And eventually, Harold got this bale of a manuscript in all different size pages and different typewriters obviously used on it over the course of the years.

And he looked -- he read some of it, and he called me in and he said, "I don't like this kind of book, Bill.

It's not a real straightforward narrative novel, you know.

Would you look at it?"

And so I took it home in here, this very apartment.

And I read it, and I thought, "My God, this is a big book.

This is important."

And I took it in, back to the office.

And two other editors read it and agreed with me, said it was a wonderful book.

And we did it.

-And I think this is an autobiographical novel.

You know, he wrote these confessionals, he wrote a lot of autobiographical work, explaining what it is to grow up in Harlem.

I'm gonna give an example of this excellent scene here with -- and notice the detail, and the economy of this passage.

Okay?

And this is Sunday morning in church.

Okay, now get this: "The sisters in white, heads raised.

The brothers in blue, heads back.

The white caps of the women seeming to glow in the charged air, like crowns.

The kinky gleaming heads of men seeming to be lifted up.

** Prompt 1 **
Count the lines in the records below that contain the string "beaded", and reply with the number only.

** Dataset content **
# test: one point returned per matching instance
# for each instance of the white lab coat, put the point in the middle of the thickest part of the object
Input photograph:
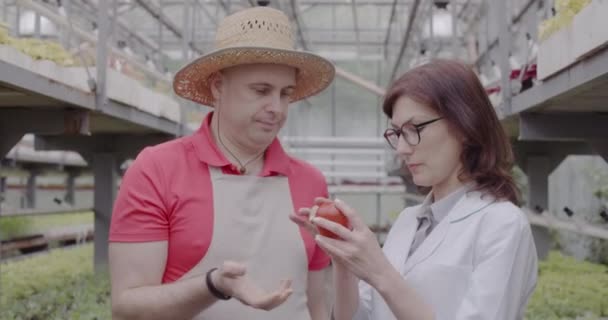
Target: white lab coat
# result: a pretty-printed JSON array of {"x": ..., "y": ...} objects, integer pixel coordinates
[{"x": 478, "y": 263}]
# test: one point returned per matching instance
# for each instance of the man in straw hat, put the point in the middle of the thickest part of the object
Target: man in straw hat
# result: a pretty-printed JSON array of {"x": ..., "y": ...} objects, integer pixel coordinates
[{"x": 201, "y": 225}]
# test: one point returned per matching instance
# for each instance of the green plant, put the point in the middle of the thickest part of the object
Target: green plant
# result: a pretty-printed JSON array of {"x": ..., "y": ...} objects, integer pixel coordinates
[
  {"x": 11, "y": 227},
  {"x": 569, "y": 289},
  {"x": 58, "y": 285}
]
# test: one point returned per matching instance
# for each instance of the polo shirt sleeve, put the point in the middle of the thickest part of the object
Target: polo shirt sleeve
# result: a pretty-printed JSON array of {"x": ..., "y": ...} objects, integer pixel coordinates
[
  {"x": 320, "y": 260},
  {"x": 140, "y": 213}
]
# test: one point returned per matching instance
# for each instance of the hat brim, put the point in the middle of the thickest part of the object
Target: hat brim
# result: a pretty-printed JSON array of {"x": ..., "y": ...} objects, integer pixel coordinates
[{"x": 315, "y": 73}]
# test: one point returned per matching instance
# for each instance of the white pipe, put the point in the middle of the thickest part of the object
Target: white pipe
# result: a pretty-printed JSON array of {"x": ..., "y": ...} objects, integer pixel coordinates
[
  {"x": 319, "y": 151},
  {"x": 365, "y": 84},
  {"x": 354, "y": 189},
  {"x": 546, "y": 219},
  {"x": 334, "y": 142},
  {"x": 355, "y": 174},
  {"x": 346, "y": 163},
  {"x": 62, "y": 21}
]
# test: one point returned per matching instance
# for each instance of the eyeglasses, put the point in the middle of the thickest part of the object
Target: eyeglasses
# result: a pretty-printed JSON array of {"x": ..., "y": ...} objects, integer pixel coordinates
[{"x": 409, "y": 131}]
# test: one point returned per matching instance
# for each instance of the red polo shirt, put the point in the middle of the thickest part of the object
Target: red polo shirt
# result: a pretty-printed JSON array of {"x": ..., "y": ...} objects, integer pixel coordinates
[{"x": 166, "y": 194}]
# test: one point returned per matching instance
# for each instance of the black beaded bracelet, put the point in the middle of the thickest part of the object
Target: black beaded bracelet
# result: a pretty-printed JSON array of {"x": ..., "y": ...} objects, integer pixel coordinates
[{"x": 214, "y": 291}]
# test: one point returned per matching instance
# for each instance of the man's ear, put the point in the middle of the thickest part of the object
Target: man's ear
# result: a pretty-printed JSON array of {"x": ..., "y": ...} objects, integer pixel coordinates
[{"x": 215, "y": 84}]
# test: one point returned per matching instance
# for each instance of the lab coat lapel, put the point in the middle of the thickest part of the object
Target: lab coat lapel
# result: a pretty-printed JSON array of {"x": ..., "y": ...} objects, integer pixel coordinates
[{"x": 468, "y": 205}]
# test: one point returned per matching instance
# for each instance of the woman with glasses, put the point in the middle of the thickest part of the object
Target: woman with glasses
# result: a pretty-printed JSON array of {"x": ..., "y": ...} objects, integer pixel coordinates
[{"x": 467, "y": 251}]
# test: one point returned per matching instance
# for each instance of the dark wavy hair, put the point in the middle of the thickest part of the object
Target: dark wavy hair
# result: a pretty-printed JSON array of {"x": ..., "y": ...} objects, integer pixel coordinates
[{"x": 455, "y": 92}]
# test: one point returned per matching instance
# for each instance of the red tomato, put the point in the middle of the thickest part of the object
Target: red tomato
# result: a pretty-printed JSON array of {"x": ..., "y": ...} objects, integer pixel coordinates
[{"x": 328, "y": 211}]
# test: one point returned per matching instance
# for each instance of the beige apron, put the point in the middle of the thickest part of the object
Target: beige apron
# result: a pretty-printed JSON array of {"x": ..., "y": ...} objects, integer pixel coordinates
[{"x": 251, "y": 225}]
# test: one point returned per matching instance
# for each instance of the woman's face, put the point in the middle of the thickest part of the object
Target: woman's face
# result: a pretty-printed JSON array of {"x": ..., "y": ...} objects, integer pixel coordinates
[{"x": 435, "y": 160}]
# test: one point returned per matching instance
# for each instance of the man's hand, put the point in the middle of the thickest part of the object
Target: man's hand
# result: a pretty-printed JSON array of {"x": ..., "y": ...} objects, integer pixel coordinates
[{"x": 231, "y": 279}]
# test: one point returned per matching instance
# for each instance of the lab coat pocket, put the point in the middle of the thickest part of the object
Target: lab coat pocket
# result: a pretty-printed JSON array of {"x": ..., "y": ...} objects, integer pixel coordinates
[{"x": 442, "y": 286}]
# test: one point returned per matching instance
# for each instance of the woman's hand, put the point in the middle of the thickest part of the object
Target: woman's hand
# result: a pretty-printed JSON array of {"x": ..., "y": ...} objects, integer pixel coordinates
[{"x": 358, "y": 250}]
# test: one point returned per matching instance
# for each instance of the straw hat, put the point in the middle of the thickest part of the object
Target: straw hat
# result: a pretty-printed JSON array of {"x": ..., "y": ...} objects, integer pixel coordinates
[{"x": 256, "y": 35}]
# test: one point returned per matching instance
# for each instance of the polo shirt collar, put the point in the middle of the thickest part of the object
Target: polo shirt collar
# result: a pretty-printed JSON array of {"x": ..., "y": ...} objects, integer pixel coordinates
[{"x": 276, "y": 159}]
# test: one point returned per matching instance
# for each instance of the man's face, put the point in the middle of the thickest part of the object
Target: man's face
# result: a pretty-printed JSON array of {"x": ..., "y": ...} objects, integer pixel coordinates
[{"x": 253, "y": 101}]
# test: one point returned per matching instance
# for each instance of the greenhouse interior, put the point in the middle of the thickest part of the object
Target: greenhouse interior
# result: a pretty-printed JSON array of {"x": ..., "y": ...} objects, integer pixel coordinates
[{"x": 87, "y": 85}]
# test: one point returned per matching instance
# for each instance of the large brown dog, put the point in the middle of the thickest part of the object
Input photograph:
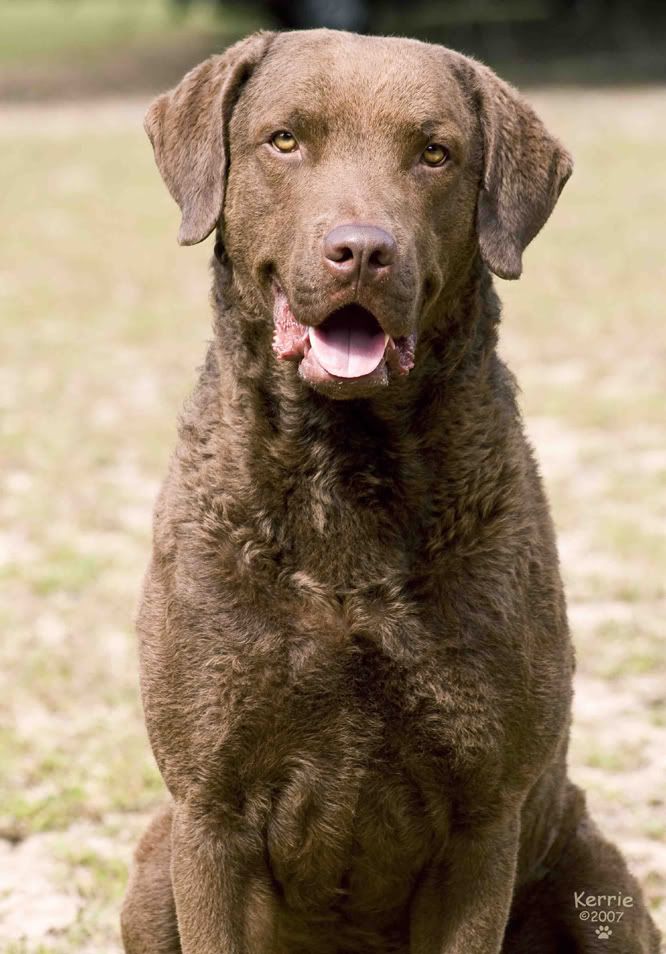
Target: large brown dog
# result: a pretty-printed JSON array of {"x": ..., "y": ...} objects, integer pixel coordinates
[{"x": 355, "y": 661}]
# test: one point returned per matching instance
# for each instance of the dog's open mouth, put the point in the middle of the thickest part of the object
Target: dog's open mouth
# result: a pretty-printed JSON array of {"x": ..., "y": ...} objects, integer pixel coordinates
[{"x": 350, "y": 344}]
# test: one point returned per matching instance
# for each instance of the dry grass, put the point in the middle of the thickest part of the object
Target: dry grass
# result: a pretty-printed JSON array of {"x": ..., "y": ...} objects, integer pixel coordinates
[{"x": 103, "y": 321}]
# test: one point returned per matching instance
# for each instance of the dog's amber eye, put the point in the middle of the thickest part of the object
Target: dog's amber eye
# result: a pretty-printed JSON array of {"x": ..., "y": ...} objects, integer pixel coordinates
[
  {"x": 284, "y": 141},
  {"x": 435, "y": 155}
]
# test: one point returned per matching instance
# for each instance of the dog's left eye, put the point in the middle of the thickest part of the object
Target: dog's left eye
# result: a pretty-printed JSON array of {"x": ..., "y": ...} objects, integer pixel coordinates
[
  {"x": 284, "y": 141},
  {"x": 435, "y": 155}
]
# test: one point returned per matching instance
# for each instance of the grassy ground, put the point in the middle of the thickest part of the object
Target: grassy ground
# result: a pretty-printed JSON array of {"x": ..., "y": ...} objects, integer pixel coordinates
[{"x": 103, "y": 321}]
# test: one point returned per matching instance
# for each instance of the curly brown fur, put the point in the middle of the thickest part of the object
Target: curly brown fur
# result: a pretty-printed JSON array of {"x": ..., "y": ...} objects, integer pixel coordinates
[{"x": 355, "y": 661}]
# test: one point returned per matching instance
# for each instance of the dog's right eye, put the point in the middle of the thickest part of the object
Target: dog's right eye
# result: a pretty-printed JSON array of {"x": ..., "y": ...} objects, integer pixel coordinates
[{"x": 284, "y": 141}]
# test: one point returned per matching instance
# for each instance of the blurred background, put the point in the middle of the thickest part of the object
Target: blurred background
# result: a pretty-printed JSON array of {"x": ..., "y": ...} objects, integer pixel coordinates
[{"x": 103, "y": 319}]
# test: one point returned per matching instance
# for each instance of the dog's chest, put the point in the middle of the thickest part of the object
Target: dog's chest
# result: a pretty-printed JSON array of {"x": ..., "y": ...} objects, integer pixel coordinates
[{"x": 357, "y": 754}]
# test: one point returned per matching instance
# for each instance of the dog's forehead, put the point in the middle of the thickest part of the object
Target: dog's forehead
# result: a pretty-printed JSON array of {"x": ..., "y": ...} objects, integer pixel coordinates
[{"x": 345, "y": 76}]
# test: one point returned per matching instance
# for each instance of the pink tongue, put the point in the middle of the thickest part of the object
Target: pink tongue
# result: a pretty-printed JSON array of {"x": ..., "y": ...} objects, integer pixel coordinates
[{"x": 350, "y": 343}]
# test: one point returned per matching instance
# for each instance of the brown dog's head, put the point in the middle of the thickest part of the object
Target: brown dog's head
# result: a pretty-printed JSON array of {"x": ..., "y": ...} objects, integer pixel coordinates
[{"x": 354, "y": 180}]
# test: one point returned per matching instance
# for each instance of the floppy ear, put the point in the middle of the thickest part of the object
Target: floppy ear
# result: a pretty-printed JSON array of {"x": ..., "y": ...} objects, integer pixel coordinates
[
  {"x": 524, "y": 171},
  {"x": 188, "y": 128}
]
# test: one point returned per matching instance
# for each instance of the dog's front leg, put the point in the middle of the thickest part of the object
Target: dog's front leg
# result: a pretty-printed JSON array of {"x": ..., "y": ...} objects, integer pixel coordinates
[
  {"x": 224, "y": 902},
  {"x": 461, "y": 905}
]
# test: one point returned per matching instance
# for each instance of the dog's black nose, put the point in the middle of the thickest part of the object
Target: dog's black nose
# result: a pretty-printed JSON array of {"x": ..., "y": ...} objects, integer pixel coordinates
[{"x": 362, "y": 252}]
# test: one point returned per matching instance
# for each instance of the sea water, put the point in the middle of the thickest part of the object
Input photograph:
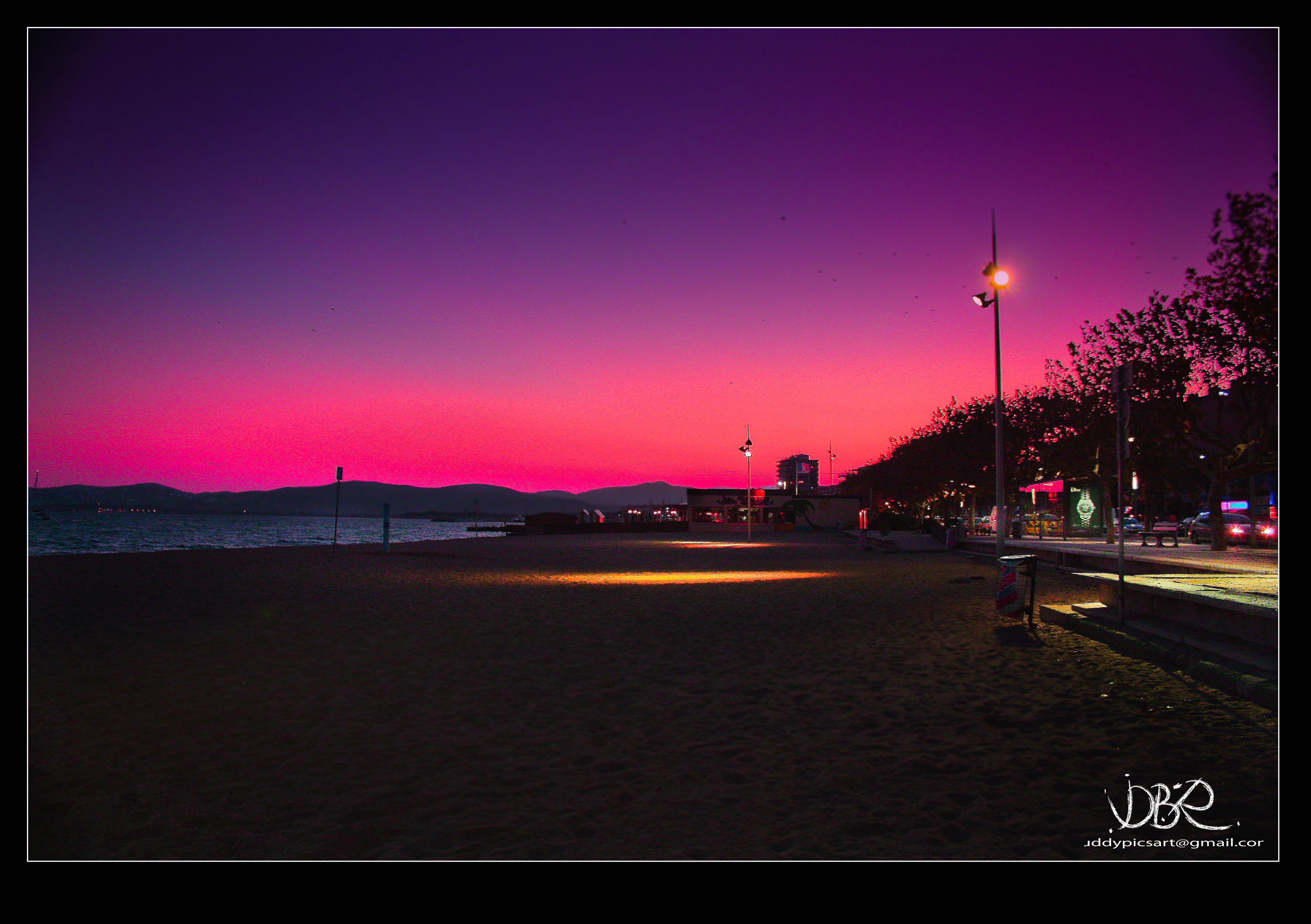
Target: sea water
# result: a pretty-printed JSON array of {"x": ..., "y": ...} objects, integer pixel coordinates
[{"x": 73, "y": 533}]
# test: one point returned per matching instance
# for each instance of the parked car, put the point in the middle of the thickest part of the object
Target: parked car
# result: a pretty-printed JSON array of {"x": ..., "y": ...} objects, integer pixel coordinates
[{"x": 1236, "y": 525}]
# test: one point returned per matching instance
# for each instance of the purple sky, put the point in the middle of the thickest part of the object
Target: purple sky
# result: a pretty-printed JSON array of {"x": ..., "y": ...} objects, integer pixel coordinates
[{"x": 560, "y": 259}]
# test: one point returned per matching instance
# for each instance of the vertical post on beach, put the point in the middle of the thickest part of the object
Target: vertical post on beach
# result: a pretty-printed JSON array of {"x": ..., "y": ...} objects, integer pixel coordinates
[
  {"x": 748, "y": 483},
  {"x": 1002, "y": 522},
  {"x": 336, "y": 513},
  {"x": 747, "y": 450}
]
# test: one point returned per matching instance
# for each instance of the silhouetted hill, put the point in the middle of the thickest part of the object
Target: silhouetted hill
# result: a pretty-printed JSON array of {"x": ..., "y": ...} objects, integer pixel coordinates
[{"x": 357, "y": 497}]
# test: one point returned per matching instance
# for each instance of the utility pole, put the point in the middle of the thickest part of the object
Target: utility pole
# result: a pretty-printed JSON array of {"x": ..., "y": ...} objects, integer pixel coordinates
[
  {"x": 1122, "y": 382},
  {"x": 1002, "y": 521}
]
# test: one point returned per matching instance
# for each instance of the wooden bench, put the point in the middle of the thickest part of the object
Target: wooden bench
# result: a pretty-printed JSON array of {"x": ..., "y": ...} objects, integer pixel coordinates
[{"x": 1161, "y": 534}]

** Prompt 2 **
In the passage about the manuscript, how many other editors read it after it was brought back to the office, and what did they conclude?

** Output 1 **
2

** Output 2 **
Two other editors read it, and they agreed that it was a wonderful book.